» Source text
******************************

A local family is speaking out about events that happened more than 60 years ago.


Peter Wigmore, of Gladstone, will be speaking at the Tigard Library, Nov. 17 describing his family's ordeal at the hands of Nazis while interred at Auschwitz - the infamous Nazi concentration camp where more than 1 million people lost their lives during World War II.

'It's so difficult to focus on the horrors that happened there without focusing on a specific person,' said Wigmore, 59, a retired teacher from the Lake Oswego School District. 'So I will focus on my mother and her family and what happened to them while they were at Auschwitz.'

This is the third year that the Tigard Library has hosted events around the Holocaust.

'My personal philosophy on this is that there are some things that deserve to be remembered, such as (Neil Armstrong landing on the moon) and some things that need to be remembered, such as the murder of 6 million people,' said Erik Carter, a Tigard Library reference librarian who heads the annual talks.

This year's talk is in observance of the 71st anniversary of Kristallnacht, or the Night of Broken Glass, a coordinated attack by the German government which ended in the deaths of 99 Jews, and the arrest and subsequent placement of 25,000 to 30,000 in concentration camps.

Wigmore's mother, Rosa, was sent to the concentration camp in Poland in 1944 with her family when she was 20 years old. During her time in the camp she was one of many Jewish prisoners subject to experimentation by Josef Mengele, a Nazi doctor known for his frequent use of inmates for human experimentation.

'I have high hopes for this talk,' Carter said. 'It's certainly going to be shocking.'

Wigmore's mother was sent to the gas chambers on three separate occurrences, Wigmore said, but was pulled from the line each time by workers at the camp.

She and her elder sister were the only two people from her family to survive.

The effects of her time at Auschwitz left Wigmore's mother with chronic health problems - which Wigmore attributes to Mengele's experimentation.

******************************

Stored entries

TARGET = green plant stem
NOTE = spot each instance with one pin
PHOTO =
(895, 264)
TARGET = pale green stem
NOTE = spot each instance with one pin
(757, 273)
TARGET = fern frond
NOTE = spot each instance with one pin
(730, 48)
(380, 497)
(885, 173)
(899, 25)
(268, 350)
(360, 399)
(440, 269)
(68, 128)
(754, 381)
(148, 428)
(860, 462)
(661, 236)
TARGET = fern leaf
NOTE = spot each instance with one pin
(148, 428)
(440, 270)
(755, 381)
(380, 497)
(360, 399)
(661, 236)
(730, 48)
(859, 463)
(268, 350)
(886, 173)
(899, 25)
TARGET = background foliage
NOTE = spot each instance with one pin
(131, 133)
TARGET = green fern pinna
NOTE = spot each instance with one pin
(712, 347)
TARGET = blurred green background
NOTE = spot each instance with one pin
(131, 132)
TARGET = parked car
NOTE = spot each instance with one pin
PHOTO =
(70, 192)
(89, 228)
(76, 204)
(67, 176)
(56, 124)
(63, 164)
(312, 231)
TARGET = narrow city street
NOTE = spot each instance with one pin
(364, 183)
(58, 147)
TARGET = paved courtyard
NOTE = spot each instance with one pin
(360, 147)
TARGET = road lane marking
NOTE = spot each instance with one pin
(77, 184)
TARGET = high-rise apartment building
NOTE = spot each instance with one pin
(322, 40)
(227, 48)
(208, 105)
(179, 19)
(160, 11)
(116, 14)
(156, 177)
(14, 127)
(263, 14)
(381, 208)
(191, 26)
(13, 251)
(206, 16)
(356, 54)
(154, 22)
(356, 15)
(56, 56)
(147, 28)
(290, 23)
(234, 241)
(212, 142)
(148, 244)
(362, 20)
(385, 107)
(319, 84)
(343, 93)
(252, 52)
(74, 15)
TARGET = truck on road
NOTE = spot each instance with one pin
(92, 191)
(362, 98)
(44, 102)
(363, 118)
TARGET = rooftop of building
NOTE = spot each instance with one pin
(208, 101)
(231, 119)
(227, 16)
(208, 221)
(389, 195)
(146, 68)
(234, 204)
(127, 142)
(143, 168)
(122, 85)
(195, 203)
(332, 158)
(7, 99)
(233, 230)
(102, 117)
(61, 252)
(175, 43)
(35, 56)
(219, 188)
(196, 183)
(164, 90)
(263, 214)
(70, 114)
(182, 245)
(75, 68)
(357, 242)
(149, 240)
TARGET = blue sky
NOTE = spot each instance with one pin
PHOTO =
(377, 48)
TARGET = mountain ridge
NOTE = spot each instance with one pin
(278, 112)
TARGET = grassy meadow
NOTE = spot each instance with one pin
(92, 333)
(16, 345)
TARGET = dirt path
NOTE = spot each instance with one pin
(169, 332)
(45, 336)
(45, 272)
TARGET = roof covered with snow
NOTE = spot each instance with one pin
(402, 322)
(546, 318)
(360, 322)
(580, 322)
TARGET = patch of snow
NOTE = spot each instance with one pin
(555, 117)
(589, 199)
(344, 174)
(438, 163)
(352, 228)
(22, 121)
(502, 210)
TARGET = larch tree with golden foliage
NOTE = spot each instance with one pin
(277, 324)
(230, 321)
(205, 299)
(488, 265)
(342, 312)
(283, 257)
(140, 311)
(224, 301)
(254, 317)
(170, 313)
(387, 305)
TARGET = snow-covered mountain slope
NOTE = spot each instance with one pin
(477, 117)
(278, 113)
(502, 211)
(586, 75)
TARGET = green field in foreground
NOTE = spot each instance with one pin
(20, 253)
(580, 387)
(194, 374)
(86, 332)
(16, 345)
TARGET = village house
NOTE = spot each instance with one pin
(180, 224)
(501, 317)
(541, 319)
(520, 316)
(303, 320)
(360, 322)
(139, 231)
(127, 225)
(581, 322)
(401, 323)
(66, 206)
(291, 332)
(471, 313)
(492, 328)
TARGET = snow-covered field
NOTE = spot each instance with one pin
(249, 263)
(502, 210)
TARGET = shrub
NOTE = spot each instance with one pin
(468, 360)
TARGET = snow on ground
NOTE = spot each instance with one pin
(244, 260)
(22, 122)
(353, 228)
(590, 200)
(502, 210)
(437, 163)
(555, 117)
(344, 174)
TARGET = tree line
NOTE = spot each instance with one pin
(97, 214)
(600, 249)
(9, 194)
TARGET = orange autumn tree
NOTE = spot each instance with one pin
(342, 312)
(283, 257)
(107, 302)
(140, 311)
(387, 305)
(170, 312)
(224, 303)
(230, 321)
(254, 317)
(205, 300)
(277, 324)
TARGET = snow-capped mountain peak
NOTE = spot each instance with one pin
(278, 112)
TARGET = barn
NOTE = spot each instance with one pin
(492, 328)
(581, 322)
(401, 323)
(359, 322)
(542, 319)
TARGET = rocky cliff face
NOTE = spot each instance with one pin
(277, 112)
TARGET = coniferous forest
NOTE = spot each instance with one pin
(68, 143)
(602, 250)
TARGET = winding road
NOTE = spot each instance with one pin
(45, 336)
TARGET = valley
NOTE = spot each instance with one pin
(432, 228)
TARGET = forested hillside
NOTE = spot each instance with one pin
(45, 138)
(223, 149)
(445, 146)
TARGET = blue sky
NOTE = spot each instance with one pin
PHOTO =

******************************

» What is being asked
In the article about the Tigard Library talk, why will Peter Wigmore focus on his mother and her family? Answer in one to three sentences. Nothing in the listing is required here.

» Solution below
Wigmore says it is very difficult to focus on the horrors of Auschwitz without focusing on a specific person. He will therefore center his talk on his mother, her family and what happened to them while they were at the camp.